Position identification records
========================================================================

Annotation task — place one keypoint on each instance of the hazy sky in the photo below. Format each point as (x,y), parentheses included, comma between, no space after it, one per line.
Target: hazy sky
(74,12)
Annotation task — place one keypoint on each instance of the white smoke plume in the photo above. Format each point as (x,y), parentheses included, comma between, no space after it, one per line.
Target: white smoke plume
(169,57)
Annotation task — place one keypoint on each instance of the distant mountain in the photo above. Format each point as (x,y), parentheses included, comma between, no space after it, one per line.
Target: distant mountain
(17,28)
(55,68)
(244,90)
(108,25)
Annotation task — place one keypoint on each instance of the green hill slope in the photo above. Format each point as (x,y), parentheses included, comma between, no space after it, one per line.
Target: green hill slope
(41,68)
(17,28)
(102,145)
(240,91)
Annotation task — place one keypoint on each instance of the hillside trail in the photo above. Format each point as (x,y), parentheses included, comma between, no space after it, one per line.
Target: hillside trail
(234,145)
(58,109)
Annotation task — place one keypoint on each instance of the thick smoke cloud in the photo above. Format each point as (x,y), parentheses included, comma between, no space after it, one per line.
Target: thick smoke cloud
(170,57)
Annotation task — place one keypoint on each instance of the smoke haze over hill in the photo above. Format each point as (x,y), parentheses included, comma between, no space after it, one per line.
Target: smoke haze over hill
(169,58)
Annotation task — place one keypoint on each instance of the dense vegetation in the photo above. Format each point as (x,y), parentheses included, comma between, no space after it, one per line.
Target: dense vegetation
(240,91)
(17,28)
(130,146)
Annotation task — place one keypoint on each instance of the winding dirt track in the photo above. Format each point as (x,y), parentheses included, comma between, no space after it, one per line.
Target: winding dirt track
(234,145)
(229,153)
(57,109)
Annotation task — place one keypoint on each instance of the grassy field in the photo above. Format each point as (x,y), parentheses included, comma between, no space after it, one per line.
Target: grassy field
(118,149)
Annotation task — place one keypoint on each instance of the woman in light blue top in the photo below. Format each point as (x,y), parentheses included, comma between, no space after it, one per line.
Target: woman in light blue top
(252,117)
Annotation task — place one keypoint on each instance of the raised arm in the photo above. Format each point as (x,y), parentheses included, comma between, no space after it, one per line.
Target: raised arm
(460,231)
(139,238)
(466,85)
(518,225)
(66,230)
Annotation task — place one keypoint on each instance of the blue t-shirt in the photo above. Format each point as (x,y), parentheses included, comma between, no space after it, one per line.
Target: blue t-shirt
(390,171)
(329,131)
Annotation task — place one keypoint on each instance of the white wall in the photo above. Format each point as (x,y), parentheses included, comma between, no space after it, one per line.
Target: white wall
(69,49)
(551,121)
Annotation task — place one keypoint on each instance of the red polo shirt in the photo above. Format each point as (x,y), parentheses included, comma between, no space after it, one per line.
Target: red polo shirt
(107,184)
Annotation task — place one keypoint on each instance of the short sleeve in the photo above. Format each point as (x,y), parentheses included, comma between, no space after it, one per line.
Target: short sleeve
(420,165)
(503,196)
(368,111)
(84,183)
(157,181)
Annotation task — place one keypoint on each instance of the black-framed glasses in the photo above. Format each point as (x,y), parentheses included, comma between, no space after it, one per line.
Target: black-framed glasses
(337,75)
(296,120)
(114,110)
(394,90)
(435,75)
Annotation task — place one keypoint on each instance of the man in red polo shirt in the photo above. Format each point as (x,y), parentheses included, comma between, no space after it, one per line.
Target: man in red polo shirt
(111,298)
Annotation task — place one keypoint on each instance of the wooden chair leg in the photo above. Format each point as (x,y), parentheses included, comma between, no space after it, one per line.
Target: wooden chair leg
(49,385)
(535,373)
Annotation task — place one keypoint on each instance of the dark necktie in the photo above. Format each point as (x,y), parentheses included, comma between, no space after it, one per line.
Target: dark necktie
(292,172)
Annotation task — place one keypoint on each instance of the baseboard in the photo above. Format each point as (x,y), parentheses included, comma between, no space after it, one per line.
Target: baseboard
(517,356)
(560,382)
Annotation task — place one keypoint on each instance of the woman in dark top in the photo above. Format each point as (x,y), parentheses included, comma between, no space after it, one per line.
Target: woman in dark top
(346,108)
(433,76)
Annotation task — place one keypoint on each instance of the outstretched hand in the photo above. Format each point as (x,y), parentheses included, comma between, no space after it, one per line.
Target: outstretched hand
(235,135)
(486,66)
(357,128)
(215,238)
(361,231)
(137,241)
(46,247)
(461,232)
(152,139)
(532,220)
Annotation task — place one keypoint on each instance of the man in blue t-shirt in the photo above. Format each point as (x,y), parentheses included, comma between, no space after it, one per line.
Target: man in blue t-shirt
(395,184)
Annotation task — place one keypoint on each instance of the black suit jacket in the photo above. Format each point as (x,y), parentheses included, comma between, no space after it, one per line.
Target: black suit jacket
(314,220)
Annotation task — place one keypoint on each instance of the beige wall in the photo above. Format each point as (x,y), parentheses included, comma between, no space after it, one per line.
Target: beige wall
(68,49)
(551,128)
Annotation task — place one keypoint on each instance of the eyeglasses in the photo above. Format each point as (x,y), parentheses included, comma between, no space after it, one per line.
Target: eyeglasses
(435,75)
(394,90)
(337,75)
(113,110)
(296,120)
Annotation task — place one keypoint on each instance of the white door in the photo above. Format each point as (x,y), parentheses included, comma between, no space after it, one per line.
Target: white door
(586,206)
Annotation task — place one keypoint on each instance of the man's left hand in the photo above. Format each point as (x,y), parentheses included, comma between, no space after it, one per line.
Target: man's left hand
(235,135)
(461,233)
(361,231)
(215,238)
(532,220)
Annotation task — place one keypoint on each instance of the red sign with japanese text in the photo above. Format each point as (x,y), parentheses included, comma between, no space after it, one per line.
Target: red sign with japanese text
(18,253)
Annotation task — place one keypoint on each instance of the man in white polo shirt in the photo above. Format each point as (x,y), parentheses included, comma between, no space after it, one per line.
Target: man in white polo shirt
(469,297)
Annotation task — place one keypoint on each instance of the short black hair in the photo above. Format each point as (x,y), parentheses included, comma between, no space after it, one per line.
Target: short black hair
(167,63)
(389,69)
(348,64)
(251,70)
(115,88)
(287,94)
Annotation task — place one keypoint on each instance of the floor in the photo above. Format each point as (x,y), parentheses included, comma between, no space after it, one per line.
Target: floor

========================================================================

Set task
Look above for the line containing "of the beige"; copy from it through the last line, exactly, and nothing more.

Problem solution
Annotation task — place one keypoint on each instance of the beige wall in the photo above. Format each point as (x,y), parentheses included, comma between, no space after it, one per line.
Target: beige wall
(68,49)
(551,128)
Annotation task — place one keypoint on each instance of the eyeglasses in the photo above. Format each point as (x,y), parentheses included, comma between, no space after it, one per line.
Target: eyeglasses
(435,75)
(394,90)
(337,75)
(113,110)
(296,120)
Annotation task — place one keypoint on each instance of the white door in the photo above. Format each point as (x,y), parentheses included, comma between, no space after it, one per line.
Target: white door
(586,206)
Annotation task — place one keypoint on each instance of the man's left hand in the photo above. Format each point as (x,y), parentheses included, comma between, no space after it, one per line.
Target: man's left hand
(235,135)
(461,233)
(361,231)
(215,238)
(532,220)
Annotation task — place one keypoint on each instance of the red sign with japanese text in the photo above. Format each point as (x,y), parentheses included, comma between, no space after it, one per line.
Target: red sign with japanese text
(18,253)
Annotation task — place one keypoint on each instance of the man in white polo shirt in the photo above. Format each point as (x,y), parentheses included, comma between, no space after it, one per line.
Target: man in white polo shirt
(469,297)
Annotation task — place one keypoint on each instance of the short black hair in the photo above. Format each point as (x,y), parentheses included, comma between, no space after it, one per line.
Target: short black hair
(167,63)
(389,69)
(348,64)
(251,70)
(115,88)
(287,94)
Annotation task — place one keypoint on each instance of the floor in the photo above. Format each point as (x,y), parentheses included, comma between, no space after it, one per line.
Target: floor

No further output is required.